§ **YOUR GOAL**: Would you retype exactly the lines below, from the one containing "I'm trying to find the silver" through the end of the entries, both ends included, but not the pictures?

§ **PROVIDED MATERIAL**:

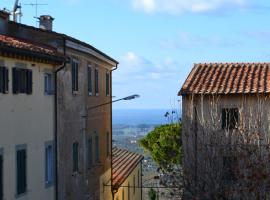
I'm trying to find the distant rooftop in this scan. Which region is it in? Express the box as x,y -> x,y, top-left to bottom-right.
179,63 -> 270,95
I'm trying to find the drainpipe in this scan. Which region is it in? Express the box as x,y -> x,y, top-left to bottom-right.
111,63 -> 118,200
54,37 -> 67,200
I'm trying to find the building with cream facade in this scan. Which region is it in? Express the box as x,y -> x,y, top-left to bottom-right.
0,32 -> 64,200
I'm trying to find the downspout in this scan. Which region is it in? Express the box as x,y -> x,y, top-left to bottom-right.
54,37 -> 67,200
111,63 -> 118,200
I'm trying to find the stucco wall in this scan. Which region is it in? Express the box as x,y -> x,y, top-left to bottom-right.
113,163 -> 142,200
0,56 -> 55,200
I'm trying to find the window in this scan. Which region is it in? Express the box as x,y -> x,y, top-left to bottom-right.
128,182 -> 130,200
133,175 -> 135,194
0,66 -> 8,94
72,59 -> 79,92
13,68 -> 32,94
222,108 -> 239,130
122,189 -> 125,200
88,65 -> 92,95
72,142 -> 79,172
106,132 -> 110,157
95,67 -> 99,95
137,170 -> 140,187
106,71 -> 110,96
222,156 -> 237,182
0,149 -> 3,200
44,73 -> 54,95
16,147 -> 27,195
45,144 -> 54,186
87,137 -> 92,168
95,135 -> 99,162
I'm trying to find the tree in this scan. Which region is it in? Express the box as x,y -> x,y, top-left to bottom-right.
139,110 -> 182,199
148,188 -> 157,200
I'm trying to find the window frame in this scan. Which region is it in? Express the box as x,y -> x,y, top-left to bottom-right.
45,141 -> 54,188
221,108 -> 239,130
15,144 -> 27,197
44,73 -> 54,95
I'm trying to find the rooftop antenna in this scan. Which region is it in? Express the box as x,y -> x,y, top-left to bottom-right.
13,0 -> 22,23
24,0 -> 48,27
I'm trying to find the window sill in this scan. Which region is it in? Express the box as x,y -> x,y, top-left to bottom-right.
45,181 -> 54,188
15,190 -> 28,199
72,91 -> 80,95
72,171 -> 82,176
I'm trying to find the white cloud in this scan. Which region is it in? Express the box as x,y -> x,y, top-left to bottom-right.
114,52 -> 182,85
131,0 -> 246,14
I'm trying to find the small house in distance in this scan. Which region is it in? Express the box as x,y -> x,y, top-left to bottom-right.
179,63 -> 270,200
102,147 -> 143,200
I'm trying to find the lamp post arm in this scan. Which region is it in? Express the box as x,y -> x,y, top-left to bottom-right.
87,98 -> 124,111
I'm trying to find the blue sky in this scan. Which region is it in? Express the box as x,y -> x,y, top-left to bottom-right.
1,0 -> 270,109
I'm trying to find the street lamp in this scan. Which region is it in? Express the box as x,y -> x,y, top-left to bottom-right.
87,94 -> 140,111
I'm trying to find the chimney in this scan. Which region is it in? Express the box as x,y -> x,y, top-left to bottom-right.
0,10 -> 10,22
39,15 -> 54,31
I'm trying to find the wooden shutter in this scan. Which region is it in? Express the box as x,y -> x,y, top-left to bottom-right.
72,61 -> 75,91
106,73 -> 109,96
88,67 -> 92,94
26,70 -> 32,94
12,68 -> 19,94
95,68 -> 98,94
4,68 -> 8,93
0,155 -> 3,200
0,67 -> 3,93
72,143 -> 78,172
95,136 -> 99,162
17,149 -> 26,195
221,109 -> 226,129
88,138 -> 92,168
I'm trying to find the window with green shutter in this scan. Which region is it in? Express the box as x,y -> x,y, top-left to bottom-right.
72,142 -> 79,172
95,67 -> 99,95
106,72 -> 109,96
72,59 -> 79,92
87,138 -> 92,168
88,65 -> 92,95
95,135 -> 99,163
12,68 -> 32,94
0,66 -> 8,94
16,148 -> 27,195
0,153 -> 3,200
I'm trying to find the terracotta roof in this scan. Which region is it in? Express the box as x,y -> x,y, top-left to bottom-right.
0,34 -> 58,56
112,147 -> 143,189
179,63 -> 270,95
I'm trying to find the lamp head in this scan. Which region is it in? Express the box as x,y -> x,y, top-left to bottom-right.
123,94 -> 140,100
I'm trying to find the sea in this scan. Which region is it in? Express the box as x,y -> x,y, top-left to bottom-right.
112,109 -> 181,125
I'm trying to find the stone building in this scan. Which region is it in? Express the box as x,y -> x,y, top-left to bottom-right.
0,32 -> 64,200
179,63 -> 270,199
0,11 -> 118,200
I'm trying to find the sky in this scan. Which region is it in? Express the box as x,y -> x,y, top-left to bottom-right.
1,0 -> 270,109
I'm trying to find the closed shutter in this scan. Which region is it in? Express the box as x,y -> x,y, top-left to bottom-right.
72,143 -> 78,172
26,70 -> 32,94
88,67 -> 92,94
17,149 -> 26,195
72,62 -> 75,91
222,109 -> 226,129
95,136 -> 99,162
106,73 -> 109,96
0,155 -> 3,200
0,67 -> 3,93
12,68 -> 19,94
95,68 -> 98,94
4,68 -> 8,93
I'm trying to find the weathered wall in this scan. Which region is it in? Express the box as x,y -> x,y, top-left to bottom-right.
0,56 -> 55,200
57,47 -> 113,200
182,94 -> 270,199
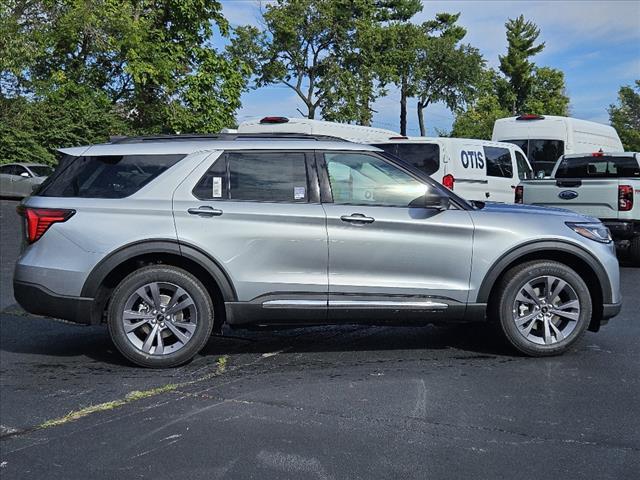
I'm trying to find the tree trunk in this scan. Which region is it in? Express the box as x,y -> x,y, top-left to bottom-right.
307,102 -> 315,119
417,100 -> 426,136
400,75 -> 407,136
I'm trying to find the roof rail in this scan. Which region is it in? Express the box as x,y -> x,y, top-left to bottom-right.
109,132 -> 348,144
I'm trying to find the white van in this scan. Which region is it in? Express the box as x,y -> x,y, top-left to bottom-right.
237,117 -> 533,202
237,116 -> 398,143
371,137 -> 532,203
492,114 -> 623,177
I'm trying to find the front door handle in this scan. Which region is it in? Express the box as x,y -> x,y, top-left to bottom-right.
340,213 -> 375,224
188,206 -> 223,217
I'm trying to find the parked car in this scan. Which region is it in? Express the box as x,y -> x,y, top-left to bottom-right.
0,163 -> 53,198
492,114 -> 624,177
518,151 -> 640,264
238,117 -> 533,203
14,134 -> 621,367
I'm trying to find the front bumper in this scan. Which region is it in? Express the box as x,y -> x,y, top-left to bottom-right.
13,280 -> 95,325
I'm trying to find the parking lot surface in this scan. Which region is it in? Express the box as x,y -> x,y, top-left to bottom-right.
0,199 -> 638,479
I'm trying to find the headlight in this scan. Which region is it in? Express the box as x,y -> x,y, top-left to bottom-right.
566,222 -> 612,244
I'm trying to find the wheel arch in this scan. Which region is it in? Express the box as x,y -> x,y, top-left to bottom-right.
81,239 -> 236,327
478,241 -> 611,332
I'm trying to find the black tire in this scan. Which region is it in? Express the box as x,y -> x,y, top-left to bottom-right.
108,265 -> 214,368
630,236 -> 640,266
494,260 -> 592,357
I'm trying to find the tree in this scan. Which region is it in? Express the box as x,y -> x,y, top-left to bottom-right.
1,0 -> 249,165
498,15 -> 545,114
413,13 -> 484,135
524,67 -> 569,116
609,80 -> 640,151
450,70 -> 509,139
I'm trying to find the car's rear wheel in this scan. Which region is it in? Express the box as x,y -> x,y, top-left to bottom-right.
108,265 -> 214,368
495,261 -> 592,356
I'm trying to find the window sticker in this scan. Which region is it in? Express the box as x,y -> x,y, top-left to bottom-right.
212,177 -> 223,198
294,186 -> 306,200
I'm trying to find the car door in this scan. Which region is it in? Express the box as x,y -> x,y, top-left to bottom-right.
318,151 -> 475,321
0,165 -> 16,197
12,165 -> 35,197
484,146 -> 516,203
450,142 -> 490,202
173,150 -> 328,324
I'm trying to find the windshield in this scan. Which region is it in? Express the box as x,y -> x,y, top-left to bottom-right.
28,165 -> 54,177
502,139 -> 564,176
555,156 -> 640,178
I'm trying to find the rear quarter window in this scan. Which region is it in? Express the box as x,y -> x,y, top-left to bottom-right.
484,146 -> 514,178
555,156 -> 640,178
37,154 -> 185,198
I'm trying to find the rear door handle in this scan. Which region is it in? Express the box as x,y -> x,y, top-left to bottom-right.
188,206 -> 223,217
340,213 -> 375,224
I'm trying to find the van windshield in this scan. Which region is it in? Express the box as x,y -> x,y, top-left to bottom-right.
555,156 -> 640,178
371,143 -> 440,176
503,139 -> 564,177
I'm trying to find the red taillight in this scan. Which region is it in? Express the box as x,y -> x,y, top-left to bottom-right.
260,116 -> 289,124
516,114 -> 545,121
619,185 -> 633,211
16,206 -> 75,243
592,149 -> 604,157
442,174 -> 455,190
515,185 -> 524,204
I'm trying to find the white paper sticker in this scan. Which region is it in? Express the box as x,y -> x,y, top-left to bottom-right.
294,186 -> 306,200
212,177 -> 222,198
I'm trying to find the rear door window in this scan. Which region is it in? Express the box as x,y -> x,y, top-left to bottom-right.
37,154 -> 185,198
484,147 -> 513,178
555,156 -> 640,178
193,151 -> 309,203
372,143 -> 440,176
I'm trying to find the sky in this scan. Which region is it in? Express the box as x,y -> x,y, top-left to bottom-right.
218,0 -> 640,136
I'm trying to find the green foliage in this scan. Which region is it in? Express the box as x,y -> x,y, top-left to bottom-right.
414,13 -> 484,135
499,15 -> 545,114
609,80 -> 640,151
1,0 -> 249,164
450,70 -> 509,139
452,16 -> 570,139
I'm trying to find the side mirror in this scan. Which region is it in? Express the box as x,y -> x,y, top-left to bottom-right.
535,170 -> 545,179
20,172 -> 30,178
422,189 -> 450,211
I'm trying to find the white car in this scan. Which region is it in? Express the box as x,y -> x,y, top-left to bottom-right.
238,117 -> 533,203
0,163 -> 53,198
492,114 -> 624,178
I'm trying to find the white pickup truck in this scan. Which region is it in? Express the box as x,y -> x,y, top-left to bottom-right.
518,152 -> 640,264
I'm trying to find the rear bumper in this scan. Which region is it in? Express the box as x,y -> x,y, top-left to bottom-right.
602,220 -> 638,240
13,280 -> 94,325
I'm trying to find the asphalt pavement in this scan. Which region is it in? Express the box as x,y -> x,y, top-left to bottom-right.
0,199 -> 638,479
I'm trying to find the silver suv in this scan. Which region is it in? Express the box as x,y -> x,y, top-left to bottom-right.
13,135 -> 621,367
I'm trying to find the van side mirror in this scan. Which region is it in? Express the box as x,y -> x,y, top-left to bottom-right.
535,170 -> 545,179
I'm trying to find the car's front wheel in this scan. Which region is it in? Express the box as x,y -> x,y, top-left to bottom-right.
107,265 -> 214,368
495,260 -> 592,356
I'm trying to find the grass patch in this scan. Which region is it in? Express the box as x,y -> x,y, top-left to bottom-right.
38,355 -> 229,430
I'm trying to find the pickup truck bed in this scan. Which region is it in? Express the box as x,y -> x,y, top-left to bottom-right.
519,152 -> 640,264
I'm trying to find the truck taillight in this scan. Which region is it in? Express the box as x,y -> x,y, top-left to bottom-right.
442,174 -> 454,190
16,206 -> 75,243
618,185 -> 633,212
515,185 -> 524,204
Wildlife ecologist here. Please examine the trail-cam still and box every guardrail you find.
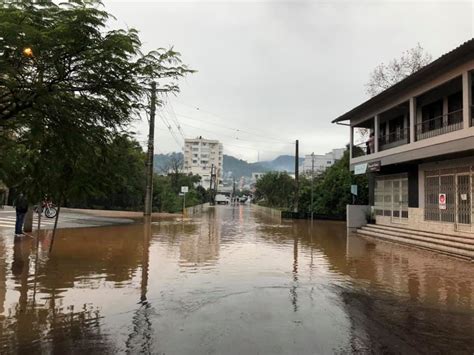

§ **ANSWER TO THIS PROBLEM**:
I'm trying to find the silver suv in this scan. Which region is it in? Express the box as x,y -> x,y, top-left to bottom-right.
13,135 -> 621,367
I'm trying to find the van side mirror in this scan. Which region is it in? Express the box as x,y -> x,y, top-left to bottom-right.
535,170 -> 545,179
I'm trying to find the car's front wheel in this scan. Which region is it in? Express the box as x,y -> x,y, top-left to bottom-right.
107,265 -> 214,368
495,260 -> 592,356
I'm trying to find the grass patch in this scan. Which region is it in? Express the box as x,y -> x,y, top-left to bottom-right.
38,355 -> 229,430
I'm trying to find the pickup truck bed in this scan. Which region is it in? Express the box as x,y -> x,y, top-left to bottom-right.
519,152 -> 640,264
I'm trying to find the truck taillight in this scan. Which region is it in? Express the box as x,y -> x,y, top-left to bottom-right.
442,174 -> 454,190
16,206 -> 75,243
618,185 -> 633,212
515,185 -> 524,204
Wildlife ecologist here. Please examine the trail-cam still and box every guardrail you find.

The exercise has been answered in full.